**Document excerpt**
** begin **
On Tue, 2012-08-07 at 23:00 -0700, Bjorn Helgaas wrote:
> On Tue, Aug 7, 2012 at 2:50 PM, Don Dutile <ddutile@redhat.com> wrote:
> > On 08/06/2012 04:47 PM, Bjorn Helgaas wrote:
> >>
> >> On Sun, Aug 5, 2012 at 11:55 PM, Alex Williamson
> >> <alex.williamson@redhat.com>  wrote:
> >>>
> >>> On Sun, 2012-08-05 at 23:30 -0600, Bjorn Helgaas wrote:
> >>>>
> >>>> On Sat, Aug 4, 2012 at 12:19 PM, Alex Williamson
> >>>> <alex.williamson@redhat.com>  wrote:
> >>>>>
> >>>>> It's possible to have buses without an associated bridge
> >>>>> (bus->self == NULL).  SR-IOV can generate such buses.  When
> >>>>> we find these, skip to the parent bus to look for the next
> >>>>> ACS test.
> >>>>
> >>>>
> >>>> To make sure I understand the problem here, I think you're referring
> >>>> to the situation where an SR-IOV device can span several bus numbers,
> >>>> e.g., the "VFs Spanning Multiple Bus Numbers" implementation note in
> >>>> the SR-IOV 1.1 spec, sec. 2.1.2.
> >>>>
> >>>> It says "All PFs must be located on the Device's captured Bus Number"
> >>>> -- I think that means every PF will be directly on a bridge's
> >>>> secondary bus and hence will have a valid dev->bus->self pointer.
> >>>>
> >>>> However, VFs need not be on the same bus number.  If a VF is on
> >>>> (captured Bus Number plus 1), I think we allocate a new struct pci_bus
> >>>> for it, but there's no P2P bridge that leads to that bus, so the
> >>>> bus->self pointer is probably NULL.
> >>>
> >>>
> >>> Yes, exactly.  virtfn_add_bus() is where we're creating this new bus.
> >>>
> >>>> This makes me quite nervous, because I bet there are many places that
> >>>> assume every non-root bus has a valid bus->self pointer  -- I know I
> >>>> certainly had that assumption.
> >>>>
> >>>> I looked at callers of pci_is_root_bus(), and at first glance, it seems
> >>>> like
> >>>> iommu_init_device(), intel_iommu_add_device(), pci_acs_path_enabled(),
> >>>
> >>>
> >>>
> >>> These 3 are handled by this patch, plus the intel and amd iommu patches
> >>> I sent.
> >>>
> >>>> pci_get_interrupt_pin(), pci_common_swizzle(),
> >>>
> >>>
> >>> If sr-iov is the only source of these virtual buses, these are probably
> >>> ok since VFs don't support INTx.
** end **
**What to work on**
Extend the email thread about SR-IOV buses and NULL bridge pointers, picking up right after its last sentence. The entries that follow were taken from a separate source.

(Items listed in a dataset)
** begin **
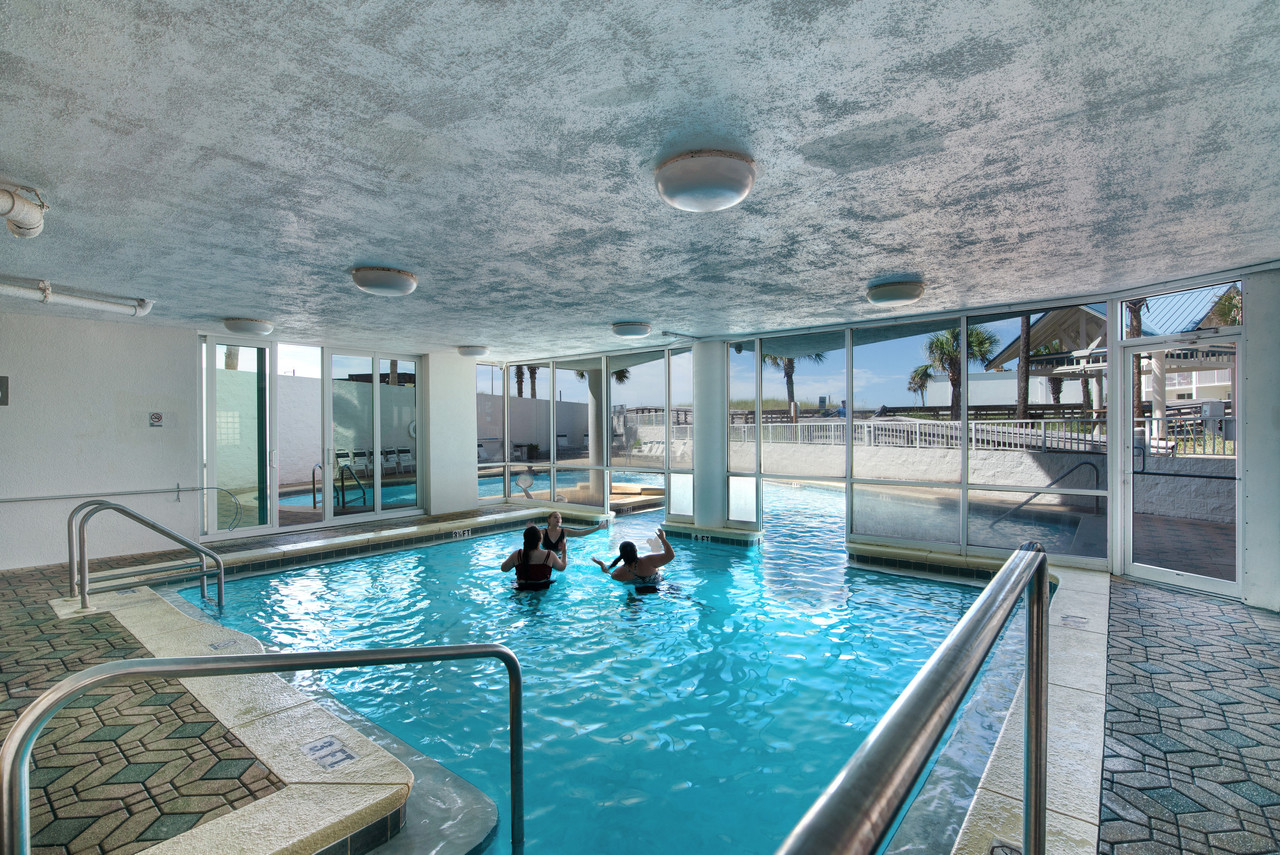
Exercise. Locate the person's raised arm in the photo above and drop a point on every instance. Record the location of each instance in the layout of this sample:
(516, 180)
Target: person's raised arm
(579, 533)
(654, 559)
** end **
**Output of the task**
> >>>
> >>>> pci_find_upstream_pcie_bridge(), and
> >>>
> >>>
> >>> Here the pci_is_root_bus() is after a pci_is_pcie() check, so again if
> >>> sr-iov only (and assuming VFs properly report PCIe capability), we
> >>> shouldn't stumble on it.
> >>>
> >>>> pci_bus_release_bridge_resources() all might have similar problems.
> >>>
> >>>
> >>> This one might deserve further investigation.  Thanks,
> >>
> >>
> >> We can fix all these places piecemeal, but that doesn't feel like a
> >> very satisfying solution.  It makes it much harder to know that each
> >> place is correct, and this oddity of a bus with no upstream bridge is
> >> still lying around, waiting to bite us again later.
> >>
> >> What other possible ways of fixing this do we have?  Could we set
> >> bus->self (multiple buses would then point to the same bridge, and I
> >> don't know if that would break something)?  Add something like a
> >> pci_upstream_p2p_bridge() interface that would encapsulate traversing
> >
> >   ^^^ and this name will reduce the confusion? :)
> 
> I don't claim that :)  I just wanted to explore other possible
> solutions.  Changing every loop that searches the parent chain so it
> knows about this SR-IOV oddity doesn't seem like the ideal solution,
> though maybe it's the best we can do given the constraints.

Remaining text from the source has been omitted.